§ CHECK YOUR UNDERSTANDING
A – In the dieting column, where is the place that Pam discovered and urged the writer to try?
B – Extend the dieting column by a few paragraphs, picking up after its final sentence.

§ PAGE EXTRACT
The problem for me was I didn’t have a severe heart condition or a love of hanging out with old sick people. By day three, I realised that sitting in my bleak boarding school was preferable to being starving hungry. Never again, I resolved, would I subject myself to food deprivatio­n.

Since then, I’ve tested the temperatur­e at an embarrassi­ng number of wellness retreats. I’ve done just about every diet available: low fat; high fat; cabbage only; fruit one day, fish and greens the next. They’ve all failed.

Apparently, Weight Watchers, which I’ve also tried, has now turned cool and signed up trendy, celebrity ambassador­s, banished the word dieting and moved to a holistic approach. However, Oprah, a zillionair­e, is another ambassador and, judging from her shape at the Meghan/harry wedding, she’s been missing her meetings.

I’ve no idea why some people stay trim, but the majority of us don’t. I mention Oprah’s wealth and my struggle, because George Monbiot, the self- righteous, vegan Guardian columnist suggests that ‘obesophobi­a is often a fatly disguised form of snobbery’ and it’s the government that needs to show restraint. He believes jobless, poor people in Britain struggle with obesity more than bright, middle-class ones. This surely, too, smacks of snobbery.

Anyway, it was my best friend Pam who came up with the solution. From our teenage years, we’ve been longing to lose a stone by six o’clock the same day. Pam discovered and urged me to try a place in Germany.

§ MATERIAL PROVIDED
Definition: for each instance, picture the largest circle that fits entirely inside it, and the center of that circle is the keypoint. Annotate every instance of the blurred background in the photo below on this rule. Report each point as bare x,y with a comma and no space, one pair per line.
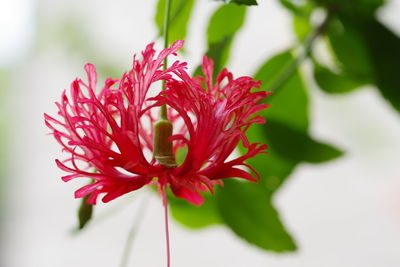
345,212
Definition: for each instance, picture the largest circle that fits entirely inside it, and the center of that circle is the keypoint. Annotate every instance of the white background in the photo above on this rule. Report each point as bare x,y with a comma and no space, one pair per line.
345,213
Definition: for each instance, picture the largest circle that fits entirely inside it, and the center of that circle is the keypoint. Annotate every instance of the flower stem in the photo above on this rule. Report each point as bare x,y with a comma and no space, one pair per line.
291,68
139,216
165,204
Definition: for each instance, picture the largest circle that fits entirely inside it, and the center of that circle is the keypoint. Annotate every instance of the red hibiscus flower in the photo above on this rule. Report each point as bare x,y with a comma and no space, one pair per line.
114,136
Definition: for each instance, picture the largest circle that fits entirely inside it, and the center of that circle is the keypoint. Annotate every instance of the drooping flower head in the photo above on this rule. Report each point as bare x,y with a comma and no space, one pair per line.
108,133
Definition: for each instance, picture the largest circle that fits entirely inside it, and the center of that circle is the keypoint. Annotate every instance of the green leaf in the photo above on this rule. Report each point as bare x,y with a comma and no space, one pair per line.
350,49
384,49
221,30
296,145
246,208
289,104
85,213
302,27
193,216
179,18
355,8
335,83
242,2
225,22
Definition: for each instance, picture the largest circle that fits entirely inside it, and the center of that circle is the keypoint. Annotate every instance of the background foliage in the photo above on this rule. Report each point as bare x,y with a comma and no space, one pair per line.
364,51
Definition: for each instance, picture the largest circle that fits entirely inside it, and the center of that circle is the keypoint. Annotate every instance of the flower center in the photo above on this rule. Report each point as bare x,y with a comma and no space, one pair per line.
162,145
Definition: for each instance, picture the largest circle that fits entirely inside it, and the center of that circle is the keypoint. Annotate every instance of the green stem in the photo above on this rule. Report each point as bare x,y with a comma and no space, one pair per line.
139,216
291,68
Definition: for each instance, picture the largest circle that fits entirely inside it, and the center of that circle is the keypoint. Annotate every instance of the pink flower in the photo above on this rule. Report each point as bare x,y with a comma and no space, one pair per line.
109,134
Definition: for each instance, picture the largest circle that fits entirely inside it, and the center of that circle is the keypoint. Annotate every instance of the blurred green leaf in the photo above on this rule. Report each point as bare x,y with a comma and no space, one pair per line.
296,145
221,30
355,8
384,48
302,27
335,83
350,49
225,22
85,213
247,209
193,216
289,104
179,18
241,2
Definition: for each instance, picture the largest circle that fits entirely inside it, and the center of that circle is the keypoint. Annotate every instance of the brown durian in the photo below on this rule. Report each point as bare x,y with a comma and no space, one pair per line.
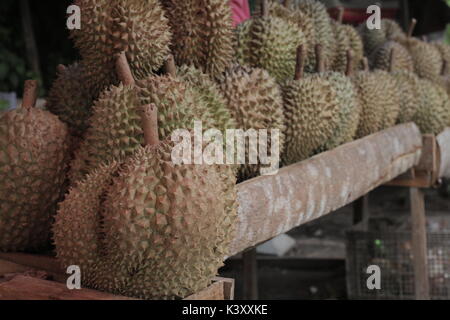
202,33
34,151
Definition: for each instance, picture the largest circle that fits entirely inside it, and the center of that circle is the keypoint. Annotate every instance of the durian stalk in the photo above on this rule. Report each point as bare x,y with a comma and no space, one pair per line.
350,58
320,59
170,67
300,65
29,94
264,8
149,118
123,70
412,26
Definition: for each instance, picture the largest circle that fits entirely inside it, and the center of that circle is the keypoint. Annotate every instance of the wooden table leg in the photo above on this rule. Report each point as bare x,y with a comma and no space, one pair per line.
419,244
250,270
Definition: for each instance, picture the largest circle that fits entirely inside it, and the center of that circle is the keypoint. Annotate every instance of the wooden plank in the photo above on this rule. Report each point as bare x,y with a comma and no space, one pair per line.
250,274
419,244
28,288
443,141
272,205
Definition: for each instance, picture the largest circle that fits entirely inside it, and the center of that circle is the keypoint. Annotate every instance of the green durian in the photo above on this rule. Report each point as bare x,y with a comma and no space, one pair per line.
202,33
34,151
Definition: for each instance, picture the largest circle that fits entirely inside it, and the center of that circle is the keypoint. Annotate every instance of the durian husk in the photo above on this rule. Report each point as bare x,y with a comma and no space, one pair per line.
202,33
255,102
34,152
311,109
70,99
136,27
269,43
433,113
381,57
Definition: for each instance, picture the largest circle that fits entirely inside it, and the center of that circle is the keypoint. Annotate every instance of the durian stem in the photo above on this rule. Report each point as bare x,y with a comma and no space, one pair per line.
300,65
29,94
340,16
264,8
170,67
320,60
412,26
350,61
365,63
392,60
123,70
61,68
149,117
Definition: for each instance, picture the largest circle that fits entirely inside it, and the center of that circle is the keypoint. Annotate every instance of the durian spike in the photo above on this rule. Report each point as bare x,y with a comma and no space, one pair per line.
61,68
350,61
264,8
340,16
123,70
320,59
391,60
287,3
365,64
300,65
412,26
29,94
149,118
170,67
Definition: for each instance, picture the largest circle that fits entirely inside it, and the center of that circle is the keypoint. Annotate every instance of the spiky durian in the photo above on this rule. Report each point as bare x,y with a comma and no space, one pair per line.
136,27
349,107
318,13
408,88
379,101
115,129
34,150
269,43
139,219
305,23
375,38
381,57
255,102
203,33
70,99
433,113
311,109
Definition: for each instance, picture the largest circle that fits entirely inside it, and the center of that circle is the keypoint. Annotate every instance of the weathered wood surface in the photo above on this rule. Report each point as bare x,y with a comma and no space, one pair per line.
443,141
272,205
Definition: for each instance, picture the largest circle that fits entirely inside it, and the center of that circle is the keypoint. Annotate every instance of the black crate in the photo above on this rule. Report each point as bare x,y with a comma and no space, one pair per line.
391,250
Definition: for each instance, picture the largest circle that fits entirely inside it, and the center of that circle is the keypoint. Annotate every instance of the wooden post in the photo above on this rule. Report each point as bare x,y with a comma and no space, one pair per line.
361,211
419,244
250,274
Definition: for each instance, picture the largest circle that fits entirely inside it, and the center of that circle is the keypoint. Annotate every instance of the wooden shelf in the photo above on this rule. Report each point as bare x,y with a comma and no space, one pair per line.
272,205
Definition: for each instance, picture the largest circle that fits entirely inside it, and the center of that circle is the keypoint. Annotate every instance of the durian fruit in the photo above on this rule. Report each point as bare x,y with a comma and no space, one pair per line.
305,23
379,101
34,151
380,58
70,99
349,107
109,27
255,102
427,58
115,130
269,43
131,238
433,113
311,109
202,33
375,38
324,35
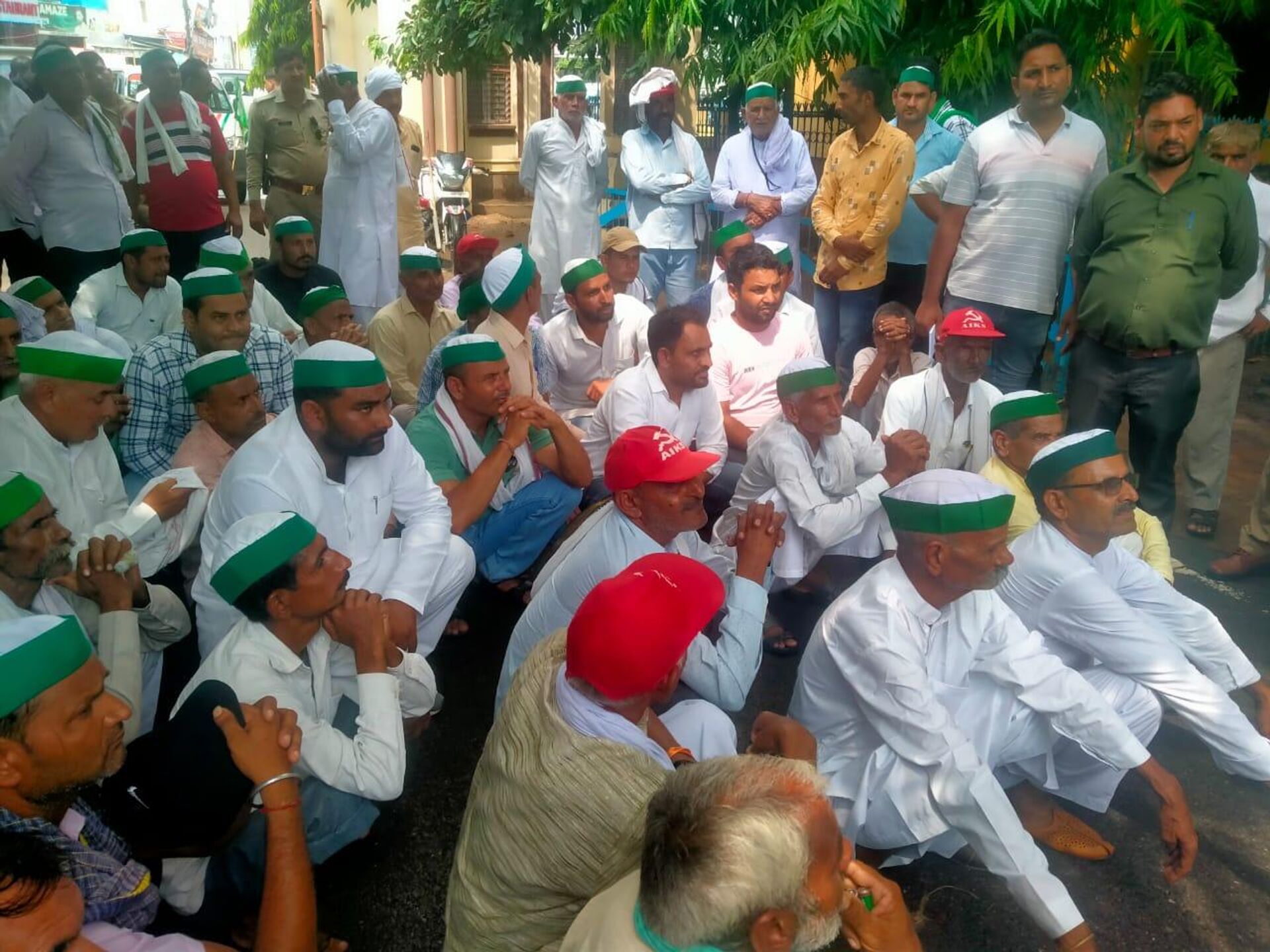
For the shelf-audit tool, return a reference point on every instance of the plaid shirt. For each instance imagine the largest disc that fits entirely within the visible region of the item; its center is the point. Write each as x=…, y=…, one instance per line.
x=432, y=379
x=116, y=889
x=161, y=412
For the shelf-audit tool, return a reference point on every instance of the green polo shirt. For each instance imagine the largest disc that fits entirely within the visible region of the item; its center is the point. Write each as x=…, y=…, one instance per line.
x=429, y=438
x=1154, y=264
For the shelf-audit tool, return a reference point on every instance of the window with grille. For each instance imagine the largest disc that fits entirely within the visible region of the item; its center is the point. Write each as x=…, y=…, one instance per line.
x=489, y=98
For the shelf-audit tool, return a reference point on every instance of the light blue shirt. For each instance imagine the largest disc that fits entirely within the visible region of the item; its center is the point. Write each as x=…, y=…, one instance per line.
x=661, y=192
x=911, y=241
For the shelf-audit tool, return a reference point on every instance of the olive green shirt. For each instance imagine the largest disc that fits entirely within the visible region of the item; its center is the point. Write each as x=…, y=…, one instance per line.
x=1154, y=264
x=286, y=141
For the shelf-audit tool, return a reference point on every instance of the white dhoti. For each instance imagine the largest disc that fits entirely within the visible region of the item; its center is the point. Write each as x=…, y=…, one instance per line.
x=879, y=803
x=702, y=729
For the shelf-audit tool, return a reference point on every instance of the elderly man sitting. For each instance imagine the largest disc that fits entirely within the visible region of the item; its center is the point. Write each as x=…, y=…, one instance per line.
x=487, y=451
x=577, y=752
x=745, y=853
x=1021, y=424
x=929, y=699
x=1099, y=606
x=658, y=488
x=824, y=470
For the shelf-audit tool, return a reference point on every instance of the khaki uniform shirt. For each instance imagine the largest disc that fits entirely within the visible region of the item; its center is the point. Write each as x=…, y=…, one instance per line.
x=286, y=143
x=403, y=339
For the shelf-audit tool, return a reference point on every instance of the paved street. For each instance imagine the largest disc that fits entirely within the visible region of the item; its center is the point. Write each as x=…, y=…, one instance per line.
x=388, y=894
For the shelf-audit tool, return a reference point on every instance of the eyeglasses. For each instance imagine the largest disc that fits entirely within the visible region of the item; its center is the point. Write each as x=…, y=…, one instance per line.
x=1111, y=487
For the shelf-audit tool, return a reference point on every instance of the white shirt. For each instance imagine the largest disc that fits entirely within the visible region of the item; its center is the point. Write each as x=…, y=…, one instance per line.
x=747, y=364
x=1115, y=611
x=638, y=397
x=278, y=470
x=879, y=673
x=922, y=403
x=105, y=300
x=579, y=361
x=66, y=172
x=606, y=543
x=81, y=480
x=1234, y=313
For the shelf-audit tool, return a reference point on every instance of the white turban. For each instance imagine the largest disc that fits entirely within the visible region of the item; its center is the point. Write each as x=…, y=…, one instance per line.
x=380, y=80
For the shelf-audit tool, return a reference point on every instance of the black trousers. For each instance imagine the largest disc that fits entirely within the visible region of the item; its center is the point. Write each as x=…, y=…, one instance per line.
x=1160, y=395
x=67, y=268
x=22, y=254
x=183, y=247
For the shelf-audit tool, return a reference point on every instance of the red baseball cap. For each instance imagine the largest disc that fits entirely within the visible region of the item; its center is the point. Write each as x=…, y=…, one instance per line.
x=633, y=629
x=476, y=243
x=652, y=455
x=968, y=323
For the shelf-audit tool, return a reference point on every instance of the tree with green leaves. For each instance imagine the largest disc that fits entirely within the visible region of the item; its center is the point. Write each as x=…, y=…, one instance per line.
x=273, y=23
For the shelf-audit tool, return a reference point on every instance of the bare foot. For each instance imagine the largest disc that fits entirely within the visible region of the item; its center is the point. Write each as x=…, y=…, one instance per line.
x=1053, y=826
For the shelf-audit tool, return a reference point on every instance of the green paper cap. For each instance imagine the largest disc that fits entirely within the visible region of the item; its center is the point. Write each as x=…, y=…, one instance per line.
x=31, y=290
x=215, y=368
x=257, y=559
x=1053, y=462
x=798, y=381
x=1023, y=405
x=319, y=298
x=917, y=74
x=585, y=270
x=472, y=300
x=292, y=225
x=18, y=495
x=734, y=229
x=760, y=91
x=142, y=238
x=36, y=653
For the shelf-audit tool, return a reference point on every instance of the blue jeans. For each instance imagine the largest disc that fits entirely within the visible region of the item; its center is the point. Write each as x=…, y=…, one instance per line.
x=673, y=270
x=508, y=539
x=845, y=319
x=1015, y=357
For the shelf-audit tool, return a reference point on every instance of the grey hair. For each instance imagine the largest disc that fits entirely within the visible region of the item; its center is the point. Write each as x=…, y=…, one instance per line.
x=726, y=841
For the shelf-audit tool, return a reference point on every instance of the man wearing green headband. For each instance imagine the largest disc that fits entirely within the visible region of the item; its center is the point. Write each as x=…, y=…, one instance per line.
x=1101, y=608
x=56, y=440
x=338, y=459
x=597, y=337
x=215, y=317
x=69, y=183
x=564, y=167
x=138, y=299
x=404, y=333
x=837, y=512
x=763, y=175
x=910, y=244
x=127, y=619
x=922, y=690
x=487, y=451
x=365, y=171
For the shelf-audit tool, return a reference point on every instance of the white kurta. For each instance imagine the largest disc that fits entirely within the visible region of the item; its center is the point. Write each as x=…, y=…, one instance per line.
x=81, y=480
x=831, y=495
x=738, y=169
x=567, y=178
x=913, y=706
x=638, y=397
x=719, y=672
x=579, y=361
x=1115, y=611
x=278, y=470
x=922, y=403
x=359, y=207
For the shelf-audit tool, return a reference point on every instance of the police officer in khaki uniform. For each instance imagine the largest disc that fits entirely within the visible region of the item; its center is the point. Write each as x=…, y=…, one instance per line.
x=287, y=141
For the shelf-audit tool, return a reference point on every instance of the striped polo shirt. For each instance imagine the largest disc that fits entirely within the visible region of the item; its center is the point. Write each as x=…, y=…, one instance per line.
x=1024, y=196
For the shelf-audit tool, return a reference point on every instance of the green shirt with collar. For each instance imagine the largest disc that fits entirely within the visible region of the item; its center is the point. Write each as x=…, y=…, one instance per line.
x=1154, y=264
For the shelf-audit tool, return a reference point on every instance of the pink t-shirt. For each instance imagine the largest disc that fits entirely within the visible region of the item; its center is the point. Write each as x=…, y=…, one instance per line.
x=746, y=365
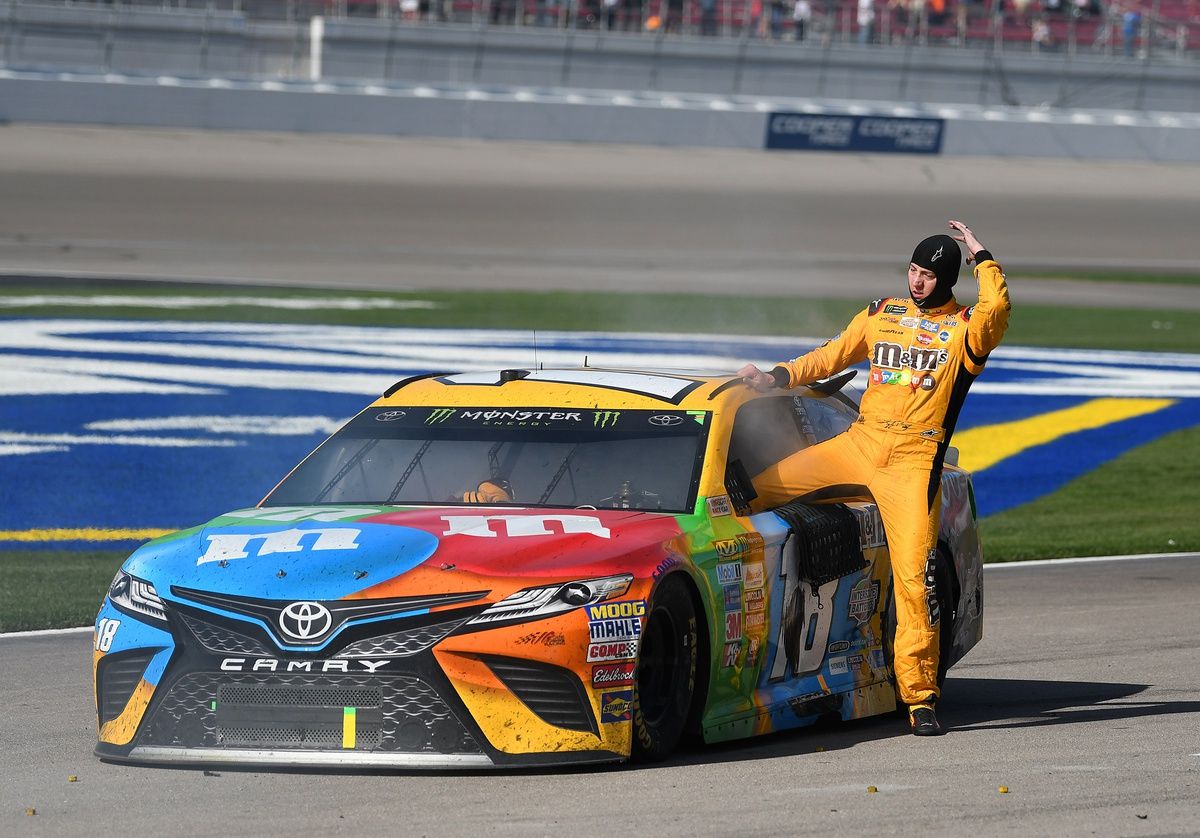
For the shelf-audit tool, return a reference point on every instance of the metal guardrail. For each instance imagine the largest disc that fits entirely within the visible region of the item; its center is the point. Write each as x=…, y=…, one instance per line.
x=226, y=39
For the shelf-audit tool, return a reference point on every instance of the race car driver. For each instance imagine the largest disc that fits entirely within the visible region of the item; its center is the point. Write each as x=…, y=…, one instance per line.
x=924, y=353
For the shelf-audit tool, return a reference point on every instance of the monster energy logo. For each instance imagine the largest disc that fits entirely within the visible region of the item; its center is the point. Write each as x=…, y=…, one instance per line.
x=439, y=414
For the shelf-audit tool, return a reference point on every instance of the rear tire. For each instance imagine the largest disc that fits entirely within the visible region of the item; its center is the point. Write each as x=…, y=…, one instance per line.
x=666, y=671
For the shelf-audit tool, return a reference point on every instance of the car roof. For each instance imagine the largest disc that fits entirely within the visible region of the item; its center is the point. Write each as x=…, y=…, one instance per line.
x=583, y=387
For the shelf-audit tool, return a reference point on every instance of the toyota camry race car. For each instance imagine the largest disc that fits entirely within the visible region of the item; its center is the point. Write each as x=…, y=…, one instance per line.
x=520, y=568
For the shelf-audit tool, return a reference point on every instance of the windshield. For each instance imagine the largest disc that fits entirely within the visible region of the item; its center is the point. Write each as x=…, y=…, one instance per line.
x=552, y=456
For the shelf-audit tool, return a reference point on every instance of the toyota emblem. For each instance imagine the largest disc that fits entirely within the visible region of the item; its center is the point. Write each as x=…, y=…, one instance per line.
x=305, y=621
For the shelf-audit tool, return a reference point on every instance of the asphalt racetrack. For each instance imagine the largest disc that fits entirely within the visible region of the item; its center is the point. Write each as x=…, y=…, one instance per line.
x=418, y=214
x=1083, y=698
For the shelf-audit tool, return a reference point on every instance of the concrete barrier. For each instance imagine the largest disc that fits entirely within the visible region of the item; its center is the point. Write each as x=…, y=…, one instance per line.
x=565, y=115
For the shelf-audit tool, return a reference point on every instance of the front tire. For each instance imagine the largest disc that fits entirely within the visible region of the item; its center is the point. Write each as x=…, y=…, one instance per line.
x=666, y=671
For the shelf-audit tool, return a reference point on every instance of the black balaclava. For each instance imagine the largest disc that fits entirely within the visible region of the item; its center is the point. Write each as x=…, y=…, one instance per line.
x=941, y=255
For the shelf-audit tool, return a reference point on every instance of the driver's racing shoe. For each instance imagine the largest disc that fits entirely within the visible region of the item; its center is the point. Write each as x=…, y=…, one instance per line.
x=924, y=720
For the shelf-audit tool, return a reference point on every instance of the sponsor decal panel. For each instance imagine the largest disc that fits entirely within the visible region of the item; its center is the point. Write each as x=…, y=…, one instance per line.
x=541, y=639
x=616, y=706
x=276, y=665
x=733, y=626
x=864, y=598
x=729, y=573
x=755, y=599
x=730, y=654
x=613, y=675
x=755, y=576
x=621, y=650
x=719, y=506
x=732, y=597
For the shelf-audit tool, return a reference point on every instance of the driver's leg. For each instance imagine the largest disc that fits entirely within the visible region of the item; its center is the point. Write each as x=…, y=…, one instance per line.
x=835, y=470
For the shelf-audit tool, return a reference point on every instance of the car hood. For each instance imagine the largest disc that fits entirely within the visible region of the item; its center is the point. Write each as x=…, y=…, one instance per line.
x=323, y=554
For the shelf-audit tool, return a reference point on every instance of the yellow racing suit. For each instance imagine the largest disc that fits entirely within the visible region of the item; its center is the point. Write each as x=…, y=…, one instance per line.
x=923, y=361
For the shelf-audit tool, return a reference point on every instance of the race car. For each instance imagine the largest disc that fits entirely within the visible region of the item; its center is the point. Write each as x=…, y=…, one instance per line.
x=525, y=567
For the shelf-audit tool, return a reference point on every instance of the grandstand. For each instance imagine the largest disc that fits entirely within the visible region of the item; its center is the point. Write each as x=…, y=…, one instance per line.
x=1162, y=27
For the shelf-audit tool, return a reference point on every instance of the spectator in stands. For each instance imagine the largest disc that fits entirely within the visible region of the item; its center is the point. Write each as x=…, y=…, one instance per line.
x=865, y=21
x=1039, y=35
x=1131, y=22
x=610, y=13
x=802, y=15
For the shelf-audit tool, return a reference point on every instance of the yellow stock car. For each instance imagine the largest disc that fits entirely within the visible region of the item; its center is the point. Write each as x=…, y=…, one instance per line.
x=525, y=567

§ WRITTEN RESPONSES
A – Germany.

B –
There was nothing about the name – Buchinger Wilhelmi – or the destinatio­n – Überlingen – that suggested it was flashy or plush; a clinic, definitely not a spa. There are doctors in white coats on health watch. Efficient German nurses weigh you each morning. The menu is a cup of herb tea and a spoonful of honey in the morning. Some thin vegetable broth at midday; the same in the early evening. On offer are massage, osteopathy, reiki, physio and dozens more treatments.

Yep, you’re right. Exactly the same zealous fasting method I’d endured in my youth. But I gave it a go.

It astonished me that there was a daily two-hour hike, albeit voluntary, leaving at six o’clock in the morning. Why would anyone want to trudge uphill through a forest on an empty stomach when they could stay in bed feeling sorry for themselves?

Each day started with an appointmen­t with the nurse, who weighs you and takes your blood pressure. Every other day an enema; the same, hateful colonic irrigation of water up your backside for ten minutes to cleanse the colon.

The first time I went five years ago, I did nothing but sleep for the first few days and regarded the idea of any exercise as unthinkabl­e.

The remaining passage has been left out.